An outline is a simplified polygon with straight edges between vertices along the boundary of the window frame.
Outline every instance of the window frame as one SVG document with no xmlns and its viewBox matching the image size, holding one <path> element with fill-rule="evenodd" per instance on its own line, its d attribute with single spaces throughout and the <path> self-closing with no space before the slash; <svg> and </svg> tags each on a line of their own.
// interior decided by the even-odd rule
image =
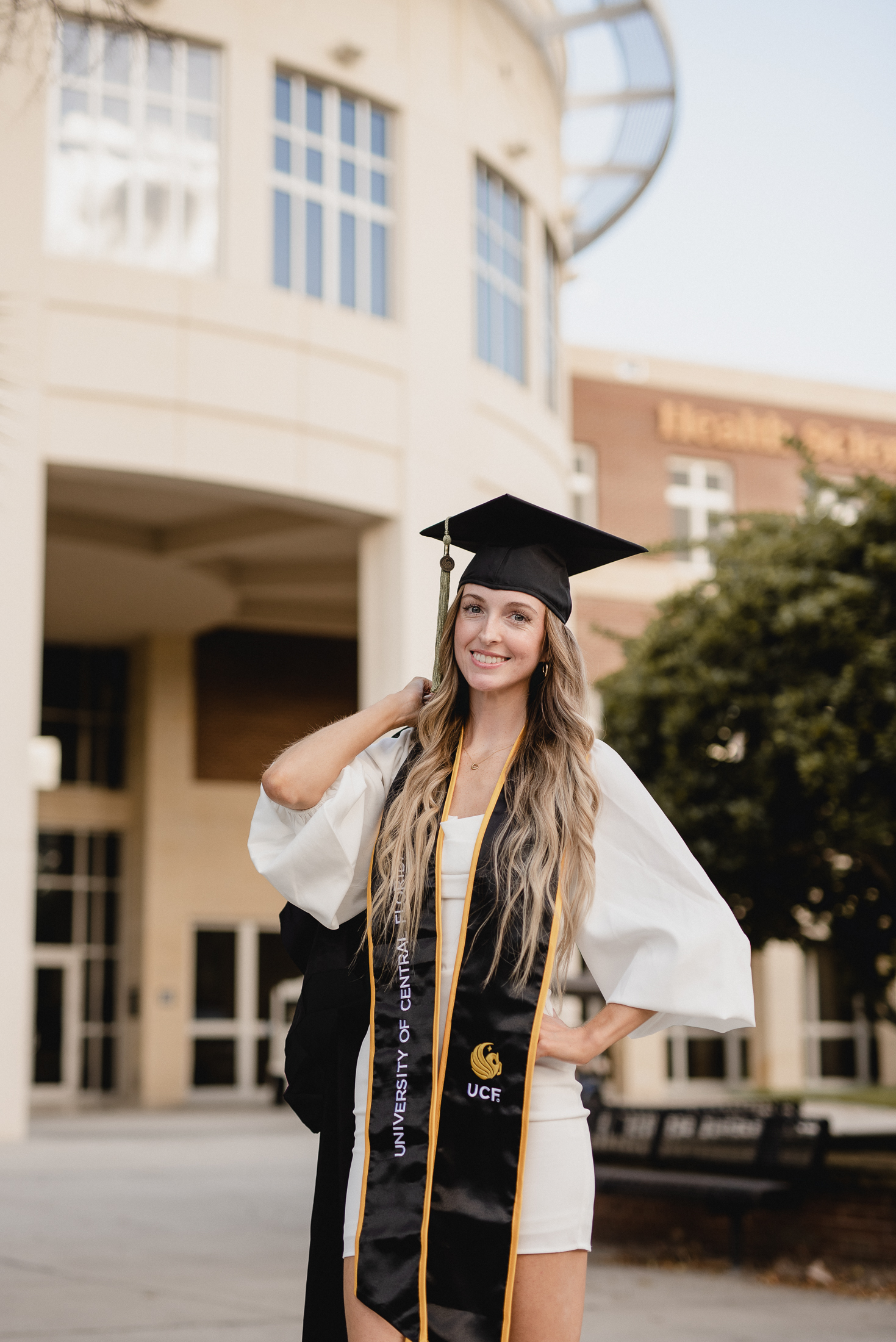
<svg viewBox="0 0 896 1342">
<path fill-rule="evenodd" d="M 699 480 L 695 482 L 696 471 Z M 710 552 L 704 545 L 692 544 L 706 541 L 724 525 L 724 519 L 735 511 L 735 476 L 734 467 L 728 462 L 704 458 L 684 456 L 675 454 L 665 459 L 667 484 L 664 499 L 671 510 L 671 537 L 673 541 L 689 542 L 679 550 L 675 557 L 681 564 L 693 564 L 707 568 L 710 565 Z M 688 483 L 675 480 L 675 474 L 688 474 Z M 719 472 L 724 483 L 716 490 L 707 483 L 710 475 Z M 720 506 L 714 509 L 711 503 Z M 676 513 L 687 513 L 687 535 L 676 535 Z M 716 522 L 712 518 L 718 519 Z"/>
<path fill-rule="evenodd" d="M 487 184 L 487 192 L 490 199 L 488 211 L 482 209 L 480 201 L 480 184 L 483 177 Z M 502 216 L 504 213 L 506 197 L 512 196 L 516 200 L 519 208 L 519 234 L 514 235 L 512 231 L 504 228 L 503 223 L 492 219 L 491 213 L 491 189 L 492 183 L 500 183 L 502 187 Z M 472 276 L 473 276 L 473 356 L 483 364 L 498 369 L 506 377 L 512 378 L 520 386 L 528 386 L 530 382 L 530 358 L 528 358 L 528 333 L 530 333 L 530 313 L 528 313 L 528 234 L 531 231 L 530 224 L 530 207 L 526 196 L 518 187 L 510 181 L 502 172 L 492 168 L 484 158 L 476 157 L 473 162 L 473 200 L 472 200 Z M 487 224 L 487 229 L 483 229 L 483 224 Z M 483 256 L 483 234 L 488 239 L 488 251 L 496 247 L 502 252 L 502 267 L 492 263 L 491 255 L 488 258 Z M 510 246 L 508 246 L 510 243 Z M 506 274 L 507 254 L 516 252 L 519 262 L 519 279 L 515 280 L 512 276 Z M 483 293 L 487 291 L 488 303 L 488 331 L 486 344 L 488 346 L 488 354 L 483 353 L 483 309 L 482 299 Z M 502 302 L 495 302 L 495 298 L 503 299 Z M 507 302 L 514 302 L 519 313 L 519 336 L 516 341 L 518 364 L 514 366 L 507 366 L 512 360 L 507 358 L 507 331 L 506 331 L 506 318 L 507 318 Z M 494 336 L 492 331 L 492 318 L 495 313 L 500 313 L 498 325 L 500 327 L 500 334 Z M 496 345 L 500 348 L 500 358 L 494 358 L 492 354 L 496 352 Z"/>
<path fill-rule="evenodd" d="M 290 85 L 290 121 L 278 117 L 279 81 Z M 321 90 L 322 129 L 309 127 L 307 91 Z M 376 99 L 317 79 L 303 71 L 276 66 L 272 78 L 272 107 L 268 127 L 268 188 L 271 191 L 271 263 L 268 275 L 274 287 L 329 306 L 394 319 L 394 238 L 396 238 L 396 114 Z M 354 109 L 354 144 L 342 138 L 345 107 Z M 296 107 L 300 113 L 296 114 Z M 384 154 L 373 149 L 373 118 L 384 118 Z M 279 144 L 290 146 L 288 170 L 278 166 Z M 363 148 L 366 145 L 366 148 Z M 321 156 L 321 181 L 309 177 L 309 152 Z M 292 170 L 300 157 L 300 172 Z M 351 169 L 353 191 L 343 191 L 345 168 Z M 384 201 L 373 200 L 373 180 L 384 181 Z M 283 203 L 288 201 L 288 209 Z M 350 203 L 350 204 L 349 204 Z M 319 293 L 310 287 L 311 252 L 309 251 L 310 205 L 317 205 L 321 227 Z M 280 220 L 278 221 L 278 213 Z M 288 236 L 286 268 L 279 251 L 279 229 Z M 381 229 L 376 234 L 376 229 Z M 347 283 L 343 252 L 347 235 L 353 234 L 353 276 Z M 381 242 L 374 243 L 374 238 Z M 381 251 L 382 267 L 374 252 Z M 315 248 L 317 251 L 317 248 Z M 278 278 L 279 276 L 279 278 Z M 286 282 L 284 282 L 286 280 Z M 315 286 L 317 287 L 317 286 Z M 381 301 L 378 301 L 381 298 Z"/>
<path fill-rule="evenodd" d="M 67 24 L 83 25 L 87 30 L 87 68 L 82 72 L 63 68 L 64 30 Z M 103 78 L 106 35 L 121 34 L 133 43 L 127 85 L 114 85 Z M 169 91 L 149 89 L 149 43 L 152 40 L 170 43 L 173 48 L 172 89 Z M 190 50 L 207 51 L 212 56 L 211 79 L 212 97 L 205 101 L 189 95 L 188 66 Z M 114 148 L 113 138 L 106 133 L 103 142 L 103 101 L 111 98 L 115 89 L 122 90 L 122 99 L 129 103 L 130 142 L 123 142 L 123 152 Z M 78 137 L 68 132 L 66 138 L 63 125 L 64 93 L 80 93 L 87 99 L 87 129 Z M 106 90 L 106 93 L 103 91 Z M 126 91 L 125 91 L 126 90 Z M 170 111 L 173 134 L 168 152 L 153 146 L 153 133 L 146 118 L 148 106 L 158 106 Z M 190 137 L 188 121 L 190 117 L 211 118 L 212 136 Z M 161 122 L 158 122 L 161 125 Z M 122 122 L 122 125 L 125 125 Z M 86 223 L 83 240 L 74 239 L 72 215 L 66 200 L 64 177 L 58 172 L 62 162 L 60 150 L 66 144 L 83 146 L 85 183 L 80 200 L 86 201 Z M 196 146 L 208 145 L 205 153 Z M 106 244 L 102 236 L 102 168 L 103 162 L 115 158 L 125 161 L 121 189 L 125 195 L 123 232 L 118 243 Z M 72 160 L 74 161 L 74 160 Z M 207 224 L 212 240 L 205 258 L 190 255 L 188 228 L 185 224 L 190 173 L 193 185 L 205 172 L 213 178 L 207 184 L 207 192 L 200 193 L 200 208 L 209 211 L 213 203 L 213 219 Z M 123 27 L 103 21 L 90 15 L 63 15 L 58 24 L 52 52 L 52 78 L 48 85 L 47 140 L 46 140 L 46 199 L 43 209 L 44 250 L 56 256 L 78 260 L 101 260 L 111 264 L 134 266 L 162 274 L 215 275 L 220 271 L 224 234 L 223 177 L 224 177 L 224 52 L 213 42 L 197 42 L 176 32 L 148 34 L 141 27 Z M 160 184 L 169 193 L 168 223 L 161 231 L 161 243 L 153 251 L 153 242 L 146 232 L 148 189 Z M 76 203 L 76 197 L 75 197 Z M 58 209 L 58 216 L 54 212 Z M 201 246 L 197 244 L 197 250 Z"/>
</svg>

● ● ● ● ●

**What the task requires**
Transcribe every record above exactly as written, leaving out any pictures.

**Final result**
An outline is a simplified polygon with straight edges between vertices along the boundary of the window frame.
Outline every instance of the window frame as one SVG document with no xmlns and its viewBox matching the image size, holding one <path> element with fill-rule="evenodd" per instance on its own line, its d attribute with single spaces throughout and the <path> self-closing with no space before the slash; <svg> and </svg> tags each on a line of their own.
// interior decided by the even-odd rule
image =
<svg viewBox="0 0 896 1342">
<path fill-rule="evenodd" d="M 699 480 L 695 482 L 696 471 Z M 710 552 L 704 545 L 692 544 L 706 541 L 724 525 L 724 519 L 735 511 L 735 476 L 734 467 L 728 462 L 704 458 L 684 456 L 675 454 L 665 459 L 667 484 L 664 499 L 671 510 L 671 537 L 673 541 L 689 542 L 679 550 L 675 557 L 681 564 L 693 564 L 707 568 L 710 565 Z M 688 483 L 675 480 L 675 474 L 688 474 Z M 719 472 L 724 483 L 716 490 L 707 483 L 710 475 Z M 720 506 L 714 509 L 711 503 Z M 676 513 L 687 513 L 687 535 L 676 535 Z M 716 522 L 712 518 L 718 519 Z"/>
<path fill-rule="evenodd" d="M 487 184 L 487 192 L 490 199 L 488 211 L 482 209 L 480 201 L 480 184 L 483 177 Z M 502 216 L 504 213 L 506 197 L 512 196 L 516 200 L 519 208 L 519 234 L 514 235 L 512 231 L 504 228 L 503 223 L 492 219 L 491 213 L 491 189 L 492 183 L 500 183 L 502 187 Z M 472 276 L 473 276 L 473 356 L 483 364 L 498 369 L 506 377 L 512 378 L 520 386 L 528 386 L 530 382 L 530 358 L 528 358 L 528 333 L 530 333 L 530 313 L 528 313 L 528 234 L 531 231 L 530 224 L 530 207 L 526 196 L 518 187 L 510 181 L 502 172 L 492 168 L 484 158 L 476 157 L 473 162 L 473 200 L 472 200 Z M 487 224 L 487 229 L 483 229 L 483 224 Z M 483 256 L 483 234 L 488 239 L 488 251 L 496 247 L 502 252 L 502 267 L 492 263 L 491 255 L 488 258 Z M 510 246 L 508 246 L 510 243 Z M 506 274 L 507 254 L 516 252 L 519 262 L 519 279 L 515 280 L 512 276 Z M 483 293 L 487 291 L 488 303 L 488 331 L 486 344 L 488 346 L 488 354 L 483 353 L 483 309 L 482 299 Z M 502 302 L 495 302 L 495 298 L 503 299 Z M 507 302 L 514 302 L 519 313 L 519 336 L 516 341 L 518 364 L 514 366 L 507 366 L 512 360 L 507 358 L 507 331 L 506 331 L 506 318 L 507 318 Z M 494 336 L 492 331 L 492 318 L 495 313 L 500 313 L 498 325 L 500 327 L 500 334 Z M 496 345 L 500 348 L 500 358 L 494 358 L 492 354 L 496 352 Z"/>
<path fill-rule="evenodd" d="M 290 85 L 290 121 L 278 117 L 279 81 Z M 321 90 L 322 129 L 309 127 L 307 91 Z M 376 99 L 317 79 L 303 71 L 276 66 L 272 78 L 272 107 L 268 127 L 268 188 L 271 191 L 271 263 L 268 275 L 274 287 L 329 306 L 394 319 L 394 238 L 396 238 L 396 114 Z M 354 109 L 354 144 L 342 138 L 345 107 Z M 296 107 L 300 113 L 296 114 Z M 384 154 L 373 149 L 373 118 L 384 118 Z M 279 144 L 290 146 L 288 170 L 278 166 Z M 363 148 L 366 145 L 366 148 Z M 321 156 L 321 181 L 309 177 L 309 152 Z M 292 170 L 300 157 L 300 172 Z M 351 169 L 353 191 L 343 191 L 345 168 Z M 384 201 L 373 200 L 373 180 L 384 181 Z M 283 203 L 288 201 L 288 209 Z M 350 203 L 350 204 L 349 204 Z M 319 293 L 310 287 L 311 252 L 309 251 L 310 205 L 317 205 L 321 227 Z M 280 220 L 278 221 L 278 213 Z M 288 236 L 286 268 L 279 251 L 279 229 Z M 381 229 L 376 234 L 376 229 Z M 347 283 L 343 252 L 347 235 L 353 234 L 353 276 Z M 381 242 L 374 243 L 374 238 Z M 381 251 L 382 267 L 374 252 Z M 315 248 L 317 251 L 317 248 Z M 278 278 L 279 276 L 279 278 Z M 286 282 L 284 282 L 286 280 Z M 315 286 L 317 287 L 317 286 Z M 381 301 L 378 301 L 381 298 Z"/>
<path fill-rule="evenodd" d="M 67 24 L 83 25 L 87 30 L 87 68 L 82 72 L 63 68 L 64 30 Z M 103 78 L 106 35 L 121 34 L 133 43 L 127 85 L 114 85 Z M 169 91 L 149 89 L 149 43 L 152 40 L 170 43 L 173 48 L 172 89 Z M 190 50 L 207 51 L 212 56 L 211 79 L 212 97 L 205 101 L 189 95 L 188 66 Z M 114 148 L 113 138 L 106 133 L 103 142 L 103 101 L 111 98 L 115 89 L 122 90 L 122 99 L 129 103 L 130 142 L 123 142 L 123 152 Z M 78 137 L 68 132 L 66 138 L 63 125 L 64 93 L 80 93 L 87 99 L 87 129 Z M 106 90 L 106 93 L 103 91 Z M 126 91 L 125 91 L 126 90 Z M 170 111 L 173 134 L 168 152 L 153 146 L 153 133 L 146 118 L 148 106 L 158 106 Z M 190 137 L 188 121 L 190 117 L 211 118 L 212 136 Z M 161 122 L 158 122 L 161 125 Z M 122 122 L 122 125 L 125 125 Z M 86 223 L 83 240 L 74 239 L 72 215 L 66 200 L 64 177 L 58 172 L 62 162 L 60 150 L 66 144 L 83 146 L 85 183 L 80 200 L 86 201 Z M 196 146 L 208 145 L 205 153 Z M 106 244 L 102 236 L 102 168 L 103 162 L 115 158 L 125 161 L 121 189 L 125 195 L 123 232 L 118 243 Z M 72 160 L 74 161 L 74 160 Z M 207 224 L 212 240 L 205 258 L 190 255 L 188 228 L 185 224 L 190 173 L 193 185 L 205 172 L 213 178 L 207 184 L 207 192 L 200 193 L 200 208 L 209 211 L 213 203 L 213 219 Z M 123 27 L 103 21 L 90 15 L 63 15 L 58 24 L 52 52 L 52 78 L 48 85 L 47 140 L 46 140 L 46 199 L 43 209 L 44 250 L 56 256 L 78 260 L 101 260 L 111 264 L 134 266 L 162 274 L 215 275 L 220 271 L 224 234 L 223 177 L 224 177 L 224 52 L 213 42 L 197 42 L 176 32 L 148 34 L 141 27 Z M 160 184 L 169 193 L 168 223 L 161 231 L 161 243 L 153 251 L 153 242 L 146 232 L 148 189 Z M 76 203 L 76 197 L 75 197 Z M 58 209 L 58 216 L 54 212 Z M 201 246 L 197 244 L 197 250 Z"/>
</svg>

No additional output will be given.